A continuación, el robot le confía a Richard, en su calidad de primer hombre que ha resistido la tentación de los placeres eternos, unos documentos de gran importancia detallando los secretos de la elaboración de esas sofisticadas máquinas. Tal y como dejó escrito Rolf: “He roto las barreras que existen entre el Hombre y la Máquina. De ahora en adelante, ambos deben compartir el futuro por igual”. Sobre Richard, custodio ahora del legado de su antepasado, recae la tarea de hacer que ello sea posible.   

 

“El León de Comarre” anticipa muchos de los elementos y escenarios que ya habían sido introducidos en “A la Caída de la Noche” (1948) y que volverían a aflorar en futuras novelas y cuentos de Clarke, como “El Parásito” (1953), “La Ciudad y las Estrellas” o “El Camino Hacia el Mar” (1962): individuos que se hacen adictos a diversiones artificiales; sociedades que se centran en aspectos que la tecnología no puede suplir como las artes y la gobernanza (Clarke no pudo predecir aquí la actual amenaza que supone la implantación de IAs incluso en esas disciplinas); un puñado de rebeldes insatisfechos con el estancamiento de la sociedad y que luchan por devolverle el antiguo impulso (a menudo en esta fase de la vida de Clarke, representados por un joven ambicioso que se enfrenta a sus conservadores mayores); y el redescubrimiento de un conocimiento perdido del glorioso pasado de la Humanidad y que inspirará nuevas investigaciones e iniciativas.

····················

**Tarea:** Según el texto sobre "El León de Comarre", ¿por qué el robot le confía a Richard los documentos con los secretos de la elaboración de las máquinas? Responde en una a tres oraciones. Los ítems proceden de una fuente distinta.

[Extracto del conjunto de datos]

····················

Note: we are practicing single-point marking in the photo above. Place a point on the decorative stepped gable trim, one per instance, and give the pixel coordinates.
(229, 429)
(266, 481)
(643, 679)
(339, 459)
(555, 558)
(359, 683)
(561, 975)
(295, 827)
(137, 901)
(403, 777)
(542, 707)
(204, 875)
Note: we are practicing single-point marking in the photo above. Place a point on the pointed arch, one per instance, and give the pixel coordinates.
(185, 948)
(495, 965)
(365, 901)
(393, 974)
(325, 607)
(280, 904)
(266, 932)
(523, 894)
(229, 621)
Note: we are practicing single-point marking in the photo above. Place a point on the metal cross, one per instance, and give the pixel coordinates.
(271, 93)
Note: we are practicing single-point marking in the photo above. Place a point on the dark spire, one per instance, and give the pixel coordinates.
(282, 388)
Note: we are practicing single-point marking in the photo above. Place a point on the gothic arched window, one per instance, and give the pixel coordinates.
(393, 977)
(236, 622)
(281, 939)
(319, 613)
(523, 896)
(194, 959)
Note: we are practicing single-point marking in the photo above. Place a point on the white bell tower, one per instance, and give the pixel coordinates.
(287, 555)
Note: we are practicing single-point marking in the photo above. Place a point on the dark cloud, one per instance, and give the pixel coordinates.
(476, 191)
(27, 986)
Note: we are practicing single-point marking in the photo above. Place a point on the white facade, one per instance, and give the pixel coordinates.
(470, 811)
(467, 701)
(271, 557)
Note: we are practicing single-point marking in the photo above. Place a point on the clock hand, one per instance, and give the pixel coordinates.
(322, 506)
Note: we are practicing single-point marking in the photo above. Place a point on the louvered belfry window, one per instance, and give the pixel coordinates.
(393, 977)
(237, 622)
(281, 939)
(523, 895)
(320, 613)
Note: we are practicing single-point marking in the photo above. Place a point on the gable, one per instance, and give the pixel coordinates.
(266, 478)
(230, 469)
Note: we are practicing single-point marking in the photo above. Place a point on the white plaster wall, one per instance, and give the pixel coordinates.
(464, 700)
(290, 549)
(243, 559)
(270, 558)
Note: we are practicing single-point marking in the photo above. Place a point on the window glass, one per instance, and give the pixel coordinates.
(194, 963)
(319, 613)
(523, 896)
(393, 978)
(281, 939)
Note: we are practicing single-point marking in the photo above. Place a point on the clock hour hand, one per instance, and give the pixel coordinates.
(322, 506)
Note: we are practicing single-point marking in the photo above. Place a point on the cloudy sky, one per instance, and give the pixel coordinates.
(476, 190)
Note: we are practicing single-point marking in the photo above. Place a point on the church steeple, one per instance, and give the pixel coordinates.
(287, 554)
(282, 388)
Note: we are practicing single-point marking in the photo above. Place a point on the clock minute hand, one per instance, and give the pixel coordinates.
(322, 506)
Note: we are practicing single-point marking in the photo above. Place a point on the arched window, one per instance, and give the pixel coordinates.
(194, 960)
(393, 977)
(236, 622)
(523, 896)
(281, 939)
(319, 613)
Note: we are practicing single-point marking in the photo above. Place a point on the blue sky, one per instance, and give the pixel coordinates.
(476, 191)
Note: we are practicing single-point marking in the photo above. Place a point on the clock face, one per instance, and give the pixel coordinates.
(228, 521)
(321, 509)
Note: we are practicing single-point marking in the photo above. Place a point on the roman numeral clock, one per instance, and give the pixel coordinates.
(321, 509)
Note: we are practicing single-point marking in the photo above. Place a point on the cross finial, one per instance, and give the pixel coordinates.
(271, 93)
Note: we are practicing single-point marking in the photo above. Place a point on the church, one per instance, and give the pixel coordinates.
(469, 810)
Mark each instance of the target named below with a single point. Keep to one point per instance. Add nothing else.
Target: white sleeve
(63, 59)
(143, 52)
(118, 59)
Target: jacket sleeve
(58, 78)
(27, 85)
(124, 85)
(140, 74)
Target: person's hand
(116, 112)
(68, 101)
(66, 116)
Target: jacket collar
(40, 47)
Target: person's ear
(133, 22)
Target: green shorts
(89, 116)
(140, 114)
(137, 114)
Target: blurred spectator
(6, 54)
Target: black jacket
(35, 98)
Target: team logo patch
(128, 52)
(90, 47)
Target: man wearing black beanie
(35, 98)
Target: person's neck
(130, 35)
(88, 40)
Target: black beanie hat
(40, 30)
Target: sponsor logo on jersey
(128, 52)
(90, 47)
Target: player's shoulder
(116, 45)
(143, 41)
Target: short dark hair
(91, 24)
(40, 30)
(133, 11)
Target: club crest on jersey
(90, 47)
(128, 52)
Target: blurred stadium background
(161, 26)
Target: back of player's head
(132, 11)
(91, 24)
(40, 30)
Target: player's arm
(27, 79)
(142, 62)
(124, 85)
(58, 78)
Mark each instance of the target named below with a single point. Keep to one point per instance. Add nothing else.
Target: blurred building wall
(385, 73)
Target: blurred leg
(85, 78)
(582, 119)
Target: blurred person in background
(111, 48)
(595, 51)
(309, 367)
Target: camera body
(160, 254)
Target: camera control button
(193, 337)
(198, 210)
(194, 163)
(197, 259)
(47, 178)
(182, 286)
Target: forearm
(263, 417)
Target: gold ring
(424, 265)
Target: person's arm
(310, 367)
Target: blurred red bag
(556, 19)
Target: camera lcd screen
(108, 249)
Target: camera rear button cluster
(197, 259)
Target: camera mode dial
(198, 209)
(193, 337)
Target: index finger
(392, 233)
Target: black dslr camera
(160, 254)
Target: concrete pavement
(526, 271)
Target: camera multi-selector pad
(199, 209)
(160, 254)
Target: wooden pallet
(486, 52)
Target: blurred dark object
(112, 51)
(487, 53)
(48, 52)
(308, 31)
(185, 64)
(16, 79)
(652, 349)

····················

**Solución:** El robot se los confía porque Richard es el primer hombre que ha resistido la tentación de los placeres eternos.